| TASK PROMPT |
The line containing "target: amber rubber tubing" marks the end; copy exactly all lines from the start of the material up to and including it.

[SOURCE MATERIAL Boundary: Start]

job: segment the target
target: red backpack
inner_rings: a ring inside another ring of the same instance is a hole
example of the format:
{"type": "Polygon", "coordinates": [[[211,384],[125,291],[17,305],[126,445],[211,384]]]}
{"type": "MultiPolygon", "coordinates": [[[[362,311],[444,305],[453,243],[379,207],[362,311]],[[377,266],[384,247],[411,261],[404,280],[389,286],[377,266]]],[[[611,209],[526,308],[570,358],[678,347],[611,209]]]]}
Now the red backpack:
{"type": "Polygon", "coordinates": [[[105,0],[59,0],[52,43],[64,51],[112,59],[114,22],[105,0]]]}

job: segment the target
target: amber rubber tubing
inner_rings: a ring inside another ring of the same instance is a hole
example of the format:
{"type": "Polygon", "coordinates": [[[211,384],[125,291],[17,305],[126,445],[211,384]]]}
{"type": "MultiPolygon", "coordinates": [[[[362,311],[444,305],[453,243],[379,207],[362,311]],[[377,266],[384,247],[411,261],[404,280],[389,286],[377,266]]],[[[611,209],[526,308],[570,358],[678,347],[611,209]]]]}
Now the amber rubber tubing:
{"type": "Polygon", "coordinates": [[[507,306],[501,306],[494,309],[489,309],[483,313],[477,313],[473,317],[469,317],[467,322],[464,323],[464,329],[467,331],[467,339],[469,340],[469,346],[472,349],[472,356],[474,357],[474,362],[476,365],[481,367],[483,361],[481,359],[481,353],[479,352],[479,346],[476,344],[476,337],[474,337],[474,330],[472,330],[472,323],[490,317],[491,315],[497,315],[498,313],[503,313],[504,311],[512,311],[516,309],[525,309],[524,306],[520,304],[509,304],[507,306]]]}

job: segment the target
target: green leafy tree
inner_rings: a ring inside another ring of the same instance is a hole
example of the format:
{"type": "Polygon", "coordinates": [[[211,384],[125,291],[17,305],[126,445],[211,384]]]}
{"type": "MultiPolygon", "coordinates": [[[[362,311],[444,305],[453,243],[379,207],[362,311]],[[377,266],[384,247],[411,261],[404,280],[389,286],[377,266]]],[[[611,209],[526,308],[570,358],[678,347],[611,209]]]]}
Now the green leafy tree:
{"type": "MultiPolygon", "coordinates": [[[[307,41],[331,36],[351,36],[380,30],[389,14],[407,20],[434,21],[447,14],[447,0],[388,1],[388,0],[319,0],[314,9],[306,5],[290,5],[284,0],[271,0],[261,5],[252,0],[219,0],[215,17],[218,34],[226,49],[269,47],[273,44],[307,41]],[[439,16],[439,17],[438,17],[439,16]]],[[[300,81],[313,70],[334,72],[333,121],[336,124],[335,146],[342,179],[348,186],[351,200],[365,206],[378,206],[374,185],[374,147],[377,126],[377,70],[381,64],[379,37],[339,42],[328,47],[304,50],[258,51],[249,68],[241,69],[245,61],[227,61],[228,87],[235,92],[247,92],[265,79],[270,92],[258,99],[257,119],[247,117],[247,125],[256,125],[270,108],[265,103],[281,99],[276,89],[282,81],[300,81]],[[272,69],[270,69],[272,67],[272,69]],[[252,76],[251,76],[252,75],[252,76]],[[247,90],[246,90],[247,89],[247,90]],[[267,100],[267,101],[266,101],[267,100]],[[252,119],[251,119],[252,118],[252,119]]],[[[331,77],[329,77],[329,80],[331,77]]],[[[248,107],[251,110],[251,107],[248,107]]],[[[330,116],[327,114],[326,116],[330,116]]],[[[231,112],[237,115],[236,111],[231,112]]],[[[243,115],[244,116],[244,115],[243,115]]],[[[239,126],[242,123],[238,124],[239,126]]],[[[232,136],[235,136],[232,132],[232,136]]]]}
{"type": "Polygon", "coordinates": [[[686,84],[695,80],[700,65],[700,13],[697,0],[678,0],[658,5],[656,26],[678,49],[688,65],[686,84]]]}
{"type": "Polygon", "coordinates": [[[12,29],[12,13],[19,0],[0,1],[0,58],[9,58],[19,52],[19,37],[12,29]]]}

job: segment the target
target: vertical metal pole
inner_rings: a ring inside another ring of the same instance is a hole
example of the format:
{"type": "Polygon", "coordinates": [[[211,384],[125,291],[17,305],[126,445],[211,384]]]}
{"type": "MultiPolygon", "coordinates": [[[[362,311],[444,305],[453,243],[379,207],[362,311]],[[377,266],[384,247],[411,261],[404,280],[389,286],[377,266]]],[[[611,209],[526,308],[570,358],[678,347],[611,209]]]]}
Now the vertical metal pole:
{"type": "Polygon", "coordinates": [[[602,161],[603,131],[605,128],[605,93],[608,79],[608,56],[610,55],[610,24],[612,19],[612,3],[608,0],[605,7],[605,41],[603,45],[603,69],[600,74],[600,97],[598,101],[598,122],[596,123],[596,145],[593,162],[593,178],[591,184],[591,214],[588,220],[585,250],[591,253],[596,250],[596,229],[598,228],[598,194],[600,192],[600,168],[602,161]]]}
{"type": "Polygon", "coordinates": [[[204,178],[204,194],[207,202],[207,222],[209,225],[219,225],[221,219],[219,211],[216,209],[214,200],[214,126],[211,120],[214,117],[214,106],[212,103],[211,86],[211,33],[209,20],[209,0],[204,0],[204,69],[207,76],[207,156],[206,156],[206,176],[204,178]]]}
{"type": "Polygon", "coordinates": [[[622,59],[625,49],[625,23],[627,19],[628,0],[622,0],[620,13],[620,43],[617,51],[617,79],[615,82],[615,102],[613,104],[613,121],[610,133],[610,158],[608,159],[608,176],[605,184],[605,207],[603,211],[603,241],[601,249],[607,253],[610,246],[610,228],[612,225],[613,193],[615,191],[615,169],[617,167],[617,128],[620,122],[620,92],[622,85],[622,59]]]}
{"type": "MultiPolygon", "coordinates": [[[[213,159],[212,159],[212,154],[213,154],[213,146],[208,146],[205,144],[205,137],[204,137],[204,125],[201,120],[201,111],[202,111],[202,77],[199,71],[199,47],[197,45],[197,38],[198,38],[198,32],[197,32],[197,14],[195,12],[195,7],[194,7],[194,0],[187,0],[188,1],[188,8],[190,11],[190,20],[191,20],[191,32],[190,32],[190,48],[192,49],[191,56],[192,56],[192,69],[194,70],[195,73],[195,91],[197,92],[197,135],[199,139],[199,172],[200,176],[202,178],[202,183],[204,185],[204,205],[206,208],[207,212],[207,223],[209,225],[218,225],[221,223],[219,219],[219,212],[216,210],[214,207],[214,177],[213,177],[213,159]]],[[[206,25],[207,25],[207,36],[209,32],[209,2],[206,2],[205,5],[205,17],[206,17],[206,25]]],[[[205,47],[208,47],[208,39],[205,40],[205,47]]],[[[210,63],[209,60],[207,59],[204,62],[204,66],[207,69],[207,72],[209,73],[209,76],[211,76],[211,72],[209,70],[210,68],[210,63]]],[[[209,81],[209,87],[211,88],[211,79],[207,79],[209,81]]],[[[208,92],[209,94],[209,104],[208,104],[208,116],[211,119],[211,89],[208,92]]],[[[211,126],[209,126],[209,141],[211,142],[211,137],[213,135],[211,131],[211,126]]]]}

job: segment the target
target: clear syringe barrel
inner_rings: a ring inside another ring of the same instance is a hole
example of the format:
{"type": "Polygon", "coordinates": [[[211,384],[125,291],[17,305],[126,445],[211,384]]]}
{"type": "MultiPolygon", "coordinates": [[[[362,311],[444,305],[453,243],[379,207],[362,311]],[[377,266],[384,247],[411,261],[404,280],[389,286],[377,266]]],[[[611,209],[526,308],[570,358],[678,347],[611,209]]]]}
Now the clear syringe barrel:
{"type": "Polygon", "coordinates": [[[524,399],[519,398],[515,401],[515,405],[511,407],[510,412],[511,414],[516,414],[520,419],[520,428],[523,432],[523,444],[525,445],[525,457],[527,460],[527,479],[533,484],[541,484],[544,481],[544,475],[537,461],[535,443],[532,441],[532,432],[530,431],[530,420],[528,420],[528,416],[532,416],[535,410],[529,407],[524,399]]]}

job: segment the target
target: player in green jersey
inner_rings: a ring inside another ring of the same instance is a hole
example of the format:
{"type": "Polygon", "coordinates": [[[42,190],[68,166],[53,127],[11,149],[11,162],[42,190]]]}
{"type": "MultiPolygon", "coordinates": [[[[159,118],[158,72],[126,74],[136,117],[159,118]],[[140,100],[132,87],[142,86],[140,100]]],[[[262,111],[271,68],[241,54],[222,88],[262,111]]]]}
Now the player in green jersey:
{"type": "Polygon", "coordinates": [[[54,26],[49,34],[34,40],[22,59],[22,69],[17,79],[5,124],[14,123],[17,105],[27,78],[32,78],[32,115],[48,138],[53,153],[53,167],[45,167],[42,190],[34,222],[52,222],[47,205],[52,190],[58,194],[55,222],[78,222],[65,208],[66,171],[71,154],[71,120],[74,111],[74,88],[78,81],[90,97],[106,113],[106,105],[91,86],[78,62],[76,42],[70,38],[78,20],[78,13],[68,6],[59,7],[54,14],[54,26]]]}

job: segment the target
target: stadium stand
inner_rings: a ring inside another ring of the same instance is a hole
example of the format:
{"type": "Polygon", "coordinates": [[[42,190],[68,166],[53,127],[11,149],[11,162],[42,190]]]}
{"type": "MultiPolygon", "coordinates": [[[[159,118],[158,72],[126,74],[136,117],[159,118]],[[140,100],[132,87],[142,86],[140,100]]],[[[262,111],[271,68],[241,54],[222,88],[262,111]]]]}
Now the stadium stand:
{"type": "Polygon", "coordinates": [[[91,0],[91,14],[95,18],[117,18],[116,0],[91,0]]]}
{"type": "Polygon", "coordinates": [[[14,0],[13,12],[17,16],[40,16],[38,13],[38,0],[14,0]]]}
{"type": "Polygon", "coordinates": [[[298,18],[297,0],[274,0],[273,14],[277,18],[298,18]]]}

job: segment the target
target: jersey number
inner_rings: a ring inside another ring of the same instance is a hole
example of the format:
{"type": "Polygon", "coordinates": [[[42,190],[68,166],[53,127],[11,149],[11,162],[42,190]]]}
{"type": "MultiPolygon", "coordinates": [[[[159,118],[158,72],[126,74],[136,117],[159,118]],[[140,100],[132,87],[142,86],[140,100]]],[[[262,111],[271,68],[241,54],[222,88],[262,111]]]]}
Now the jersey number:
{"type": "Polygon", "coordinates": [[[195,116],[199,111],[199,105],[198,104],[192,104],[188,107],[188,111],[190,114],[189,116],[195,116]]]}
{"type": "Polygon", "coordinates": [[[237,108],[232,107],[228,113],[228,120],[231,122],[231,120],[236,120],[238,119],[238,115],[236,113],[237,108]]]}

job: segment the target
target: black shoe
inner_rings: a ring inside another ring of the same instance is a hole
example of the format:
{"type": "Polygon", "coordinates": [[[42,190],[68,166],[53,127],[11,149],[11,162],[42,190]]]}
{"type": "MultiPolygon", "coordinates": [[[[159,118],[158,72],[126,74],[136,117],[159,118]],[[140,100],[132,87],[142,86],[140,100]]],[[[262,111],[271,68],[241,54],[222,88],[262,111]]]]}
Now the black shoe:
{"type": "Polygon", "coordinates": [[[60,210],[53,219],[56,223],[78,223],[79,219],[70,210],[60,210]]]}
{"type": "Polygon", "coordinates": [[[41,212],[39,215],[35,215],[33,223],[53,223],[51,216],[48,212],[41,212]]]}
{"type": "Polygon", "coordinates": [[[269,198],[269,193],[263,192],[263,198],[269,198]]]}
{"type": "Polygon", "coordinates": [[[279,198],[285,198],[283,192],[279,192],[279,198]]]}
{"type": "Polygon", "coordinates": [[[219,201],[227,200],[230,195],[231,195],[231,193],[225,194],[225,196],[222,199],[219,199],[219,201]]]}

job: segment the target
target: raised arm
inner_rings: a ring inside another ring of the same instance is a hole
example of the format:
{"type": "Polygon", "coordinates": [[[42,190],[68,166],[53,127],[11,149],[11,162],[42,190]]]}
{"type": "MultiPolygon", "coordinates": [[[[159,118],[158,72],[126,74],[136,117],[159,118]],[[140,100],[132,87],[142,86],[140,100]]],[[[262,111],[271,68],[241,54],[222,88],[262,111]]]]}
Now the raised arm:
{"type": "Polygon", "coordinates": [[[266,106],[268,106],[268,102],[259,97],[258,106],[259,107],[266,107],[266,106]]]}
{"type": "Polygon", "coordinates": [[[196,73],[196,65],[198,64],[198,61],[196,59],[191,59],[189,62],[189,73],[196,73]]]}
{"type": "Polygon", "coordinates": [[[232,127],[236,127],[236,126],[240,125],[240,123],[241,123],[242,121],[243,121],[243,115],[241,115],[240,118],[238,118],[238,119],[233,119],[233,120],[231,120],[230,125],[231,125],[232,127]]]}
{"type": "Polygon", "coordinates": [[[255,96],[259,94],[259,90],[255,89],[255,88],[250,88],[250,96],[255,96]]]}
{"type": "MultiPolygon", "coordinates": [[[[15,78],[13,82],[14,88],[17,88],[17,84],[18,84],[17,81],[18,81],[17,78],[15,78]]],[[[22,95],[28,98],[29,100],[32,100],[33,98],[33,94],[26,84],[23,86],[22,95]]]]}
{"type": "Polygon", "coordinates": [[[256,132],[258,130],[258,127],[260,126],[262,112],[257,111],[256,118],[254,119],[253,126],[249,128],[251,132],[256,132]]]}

[SOURCE MATERIAL Boundary: End]

| SOLUTION FOR THIS EXERCISE |
job: segment the target
target: red backpack
inner_rings: a ring inside another ring of the same instance is a hole
example of the format:
{"type": "Polygon", "coordinates": [[[211,384],[125,291],[17,305],[126,445],[211,384]]]}
{"type": "MultiPolygon", "coordinates": [[[[362,311],[444,305],[453,243],[379,207],[362,311]],[[377,266],[384,247],[411,261],[404,280],[389,286],[377,266]]],[[[611,209],[526,308],[570,358],[678,347],[611,209]]]]}
Now the red backpack:
{"type": "Polygon", "coordinates": [[[105,0],[59,0],[52,43],[64,51],[112,59],[114,22],[105,0]]]}

job: segment the target
target: amber rubber tubing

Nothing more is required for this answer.